= Consignes =
- A) Recopiez le passage du texte sur la thèse de Marie Bocquillon compris entre «La recherche-action de» et «de sa préconisation.», ces deux bornes incluses.
- B) Répondez aux questions suivantes à partir du texte sur la thèse de Marie Bocquillon.
(i) En quels modules spécifiques Marie Bocquillon propose-t-elle de scinder la grille MGP ?
(ii) Selon elle, sur quoi porte le débat qui demeure, plutôt que sur l'efficacité du modèle ?
(iii) L'éthique de la responsabilité est entendue au sens de quel auteur ?

= Texte cité =
Elle propose de scinder la grille MGP en différents modules spécifiques, p. ex : gestion de classe, moments d’objectivation, feedbacks. Elle suggère des approfondissements possibles : s’intéresser aux silences de l’enseignant, aux gestes non-verbaux ou encore aux routines (pp 501 à 505).

VERS UNE GÉNÉRALISATION DU DISPOSITIF ?

La recherche-action de Marie Bocquillon aura-t-elle pour effet de voir une généralisation de son dispositif ou, en tout cas, de sa grille MGP ? Malgré le travail sérieux effectué par ses soins, elle en doute, sachant qu’il existe encore de fortes résistances visant le modèle choisi. Demeure également un débat qui, regrette-t-elle, ne se situe pas au niveau de l’efficacité du modèle mais plutôt sur les idées et sur les principes de sa préconisation.

APPEL À L’ÉTHIQUE DE LA RESPONSABILITÉ

Elle termine sa thèse par un appel à l’éthique de la responsabilité au sens où l’entend Jonas (1979), cité par Métayer et Ferland (2018). « Il semble important de sensibiliser les (futurs) enseignants au fait qu’ils exercent un pouvoir sur l’apprentissage des élèves et qu’ils ont donc, en corollaire, une responsabilité vis-à-vis de ceux-ci. » (p.519) « Pour pouvoir assumer [la] responsabilité de choisir les meilleures stratégies […], encore faut-il que l’enseignant ait été informé de l’existence des stratégies fondées sur des données probantes […] et à l’analyse objective de ses propres pratiques au regard de la littérature scientifique […]. » (p. 522).

= Liste des items =
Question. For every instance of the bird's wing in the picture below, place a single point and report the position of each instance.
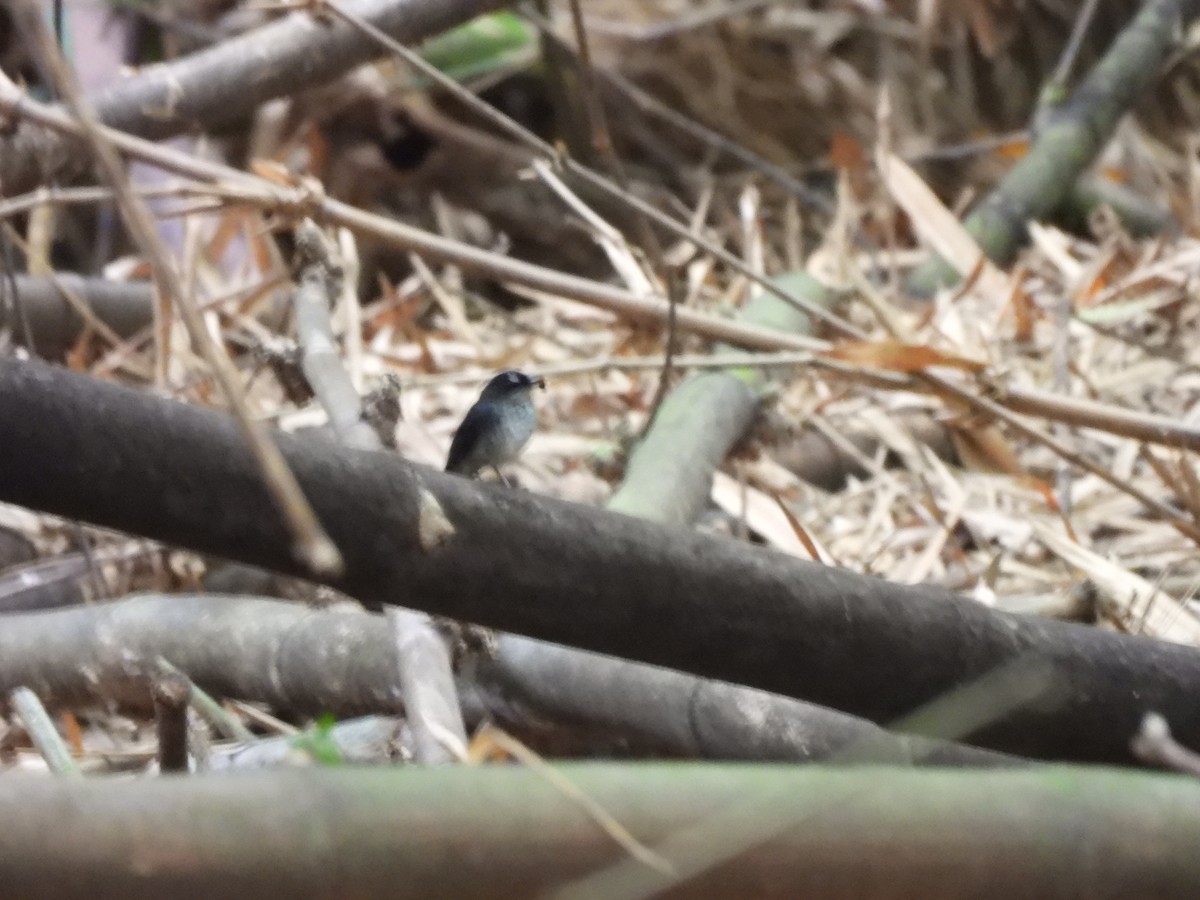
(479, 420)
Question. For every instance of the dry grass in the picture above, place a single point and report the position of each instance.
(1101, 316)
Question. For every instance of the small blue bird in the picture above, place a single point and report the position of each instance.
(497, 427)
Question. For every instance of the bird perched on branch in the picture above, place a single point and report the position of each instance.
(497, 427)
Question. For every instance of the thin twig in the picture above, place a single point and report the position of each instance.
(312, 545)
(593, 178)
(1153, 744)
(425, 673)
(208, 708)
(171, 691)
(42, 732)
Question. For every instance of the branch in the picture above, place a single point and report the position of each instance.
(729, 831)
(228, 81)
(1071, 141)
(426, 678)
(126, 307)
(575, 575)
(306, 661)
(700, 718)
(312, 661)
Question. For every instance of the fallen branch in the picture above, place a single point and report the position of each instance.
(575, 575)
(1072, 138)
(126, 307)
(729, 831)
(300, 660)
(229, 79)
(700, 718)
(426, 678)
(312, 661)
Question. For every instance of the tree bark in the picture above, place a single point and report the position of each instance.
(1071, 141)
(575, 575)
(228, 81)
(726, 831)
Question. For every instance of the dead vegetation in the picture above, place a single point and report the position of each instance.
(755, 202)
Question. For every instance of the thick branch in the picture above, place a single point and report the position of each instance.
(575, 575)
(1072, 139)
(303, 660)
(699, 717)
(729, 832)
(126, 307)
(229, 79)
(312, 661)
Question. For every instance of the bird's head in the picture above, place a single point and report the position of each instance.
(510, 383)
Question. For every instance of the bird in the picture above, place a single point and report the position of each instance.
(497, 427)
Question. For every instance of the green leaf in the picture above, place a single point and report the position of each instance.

= Corrigé =
- A)
La recherche-action de Marie Bocquillon aura-t-elle pour effet de voir une généralisation de son dispositif ou, en tout cas, de sa grille MGP ? Malgré le travail sérieux effectué par ses soins, elle en doute, sachant qu’il existe encore de fortes résistances visant le modèle choisi. Demeure également un débat qui, regrette-t-elle, ne se situe pas au niveau de l’efficacité du modèle mais plutôt sur les idées et sur les principes de sa préconisation.

- B)
(i) Gestion de classe, moments d'objectivation, feedbacks.
(ii) Sur les idées et sur les principes de sa préconisation.
(iii) Jonas (1979).